Source -
......
Aux origines du Concile Vatican II
Il m’a été demandé d’éclairer un point d’histoire qui a trait aux origines du Concile. Il concerne le plan initial que je soumis au Pape Jean XXIII et auquel Montini, alors Cardinal, fit référence dans une lettre à Jean XXIII, que j’ai communiquée à l’Istituto Paolo VI de Brescia, lequel la rendit publique son bulletin.
Voici donc les antécédents. Au cours d’une audience, en mars 1962, je me plaignis au Pape Jean XXIII du nombre, à mon sens abusif, de schémas préparés en vue de la discussion conciliaire à venir. Il y en avait, je crois, 72, de valeur fort inégale et, en tout cas, d’un poids excessif, empêchant a priori un travail fructueux et valable au sein du Concile. Jean XXIII me demanda de déblayer le terrain et de lui faire un projet à partir de ces schémas préparés.
Après étude de ces documents, j’adressais à Jean XXIII une note préliminaire qui avait comme but d’élaguer et de situer le Concile dans une vraie perspective pastorale. La note était à la fois négative et positive : le « idem nolle » et le « idem velle » étant essentiels pour faire ensuite un travail plus élaboré. J’annexe ici cette note (annexe 1), que Jean XXIII approuva de vive voix et qui fraya la route au travail ultérieur.
Fin avril 1962 le plan était prêt. J’y avais inséré, au maximum du possible, les thèmes qui m’étaient chers, avec le constant souci de promouvoir des adaptations pastorales qui me paraissaient de première importance. Le document, étant confidentiel, resta strictement personnel jusqu’au moment où je crus utile de le communiquer a quelques cardinaux amis, dont le Cardinal Montini. Je retrouve dans mes archives une lettre du Cardinal Liénart qui m’écrit son adhésion (voir annexe 2) ; les autres réagirent dans le même sens, oralement.
De son côté, le Cardinal Cicognani, Secrétaire d’État, envoya par ordre de Jean XXIII des photocopies de ce plan à un certain nombre de Cardinaux, pour information, cet envoi date du 19 mai 1962.
Jean XXIII souhaitait rallier quelques Cardinaux influents à ce projet, de manière à pouvoir le présenter au moment voulu sous leur patronage. Il me demanda dans ce but de rencontrer quelques cardinaux qu’il désigna lui-même.
Une première rencontre eut lieu au Collège belge au début de juillet 1962. J’en rendis compte au Pape dans une lettre datée du 4 juillet 1962 (voir annexe 3). Une deuxième rencontre, peu après l’ouverture du Concile, eut lieu au Collège belge, comprenant outre le Cardinal Montini, d’autres Cardinaux tels le Cardinal Siri et le Cardinal Lercaro. Le ralliement au plan se fit sans peine puisqu’il s’agissait d’établir un cadre général pour discussion ultérieure au Concile.
......
Consigne 1 -
Relevez tous les cardinaux nommés dans le texte sur les origines de Vatican II.
......
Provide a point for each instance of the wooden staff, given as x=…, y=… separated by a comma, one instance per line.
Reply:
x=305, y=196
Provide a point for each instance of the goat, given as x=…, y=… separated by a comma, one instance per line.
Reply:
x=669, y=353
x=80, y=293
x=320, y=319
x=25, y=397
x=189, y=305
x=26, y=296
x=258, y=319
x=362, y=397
......
Consigne 2 -
Recopiez à l'identique les lignes des entrées, de celle qui contient « Provide a point for each instance of the goat, given » jusqu'à la dernière ligne des entrées, bornes comprises.

Réponse complète 1 -
Montini
Liénart
Cicognani
Siri
Lercaro

Réponse complète 2 -
Provide a point for each instance of the goat, given as x=…, y=… separated by a comma, one instance per line.
Reply:
x=669, y=353
x=80, y=293
x=320, y=319
x=25, y=397
x=189, y=305
x=26, y=296
x=258, y=319
x=362, y=397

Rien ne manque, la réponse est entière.